Region pointing data
****

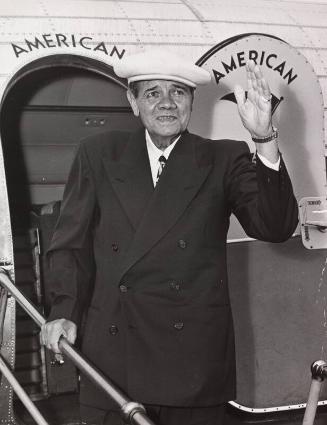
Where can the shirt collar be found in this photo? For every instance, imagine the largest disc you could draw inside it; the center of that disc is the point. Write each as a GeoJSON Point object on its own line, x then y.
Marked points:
{"type": "Point", "coordinates": [156, 152]}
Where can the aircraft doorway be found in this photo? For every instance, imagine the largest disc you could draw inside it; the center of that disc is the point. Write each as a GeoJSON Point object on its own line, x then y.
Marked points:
{"type": "Point", "coordinates": [47, 108]}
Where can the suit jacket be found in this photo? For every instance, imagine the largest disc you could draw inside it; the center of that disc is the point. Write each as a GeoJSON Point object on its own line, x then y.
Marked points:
{"type": "Point", "coordinates": [159, 320]}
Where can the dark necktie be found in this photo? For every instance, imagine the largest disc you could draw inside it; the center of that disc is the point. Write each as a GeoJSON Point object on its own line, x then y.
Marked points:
{"type": "Point", "coordinates": [162, 163]}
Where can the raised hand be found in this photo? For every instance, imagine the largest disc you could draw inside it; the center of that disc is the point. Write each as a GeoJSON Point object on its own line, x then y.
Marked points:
{"type": "Point", "coordinates": [255, 109]}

****

▶ Task statement
Go through the lines above and count those with "that"; report only the number.

▶ Answer space
5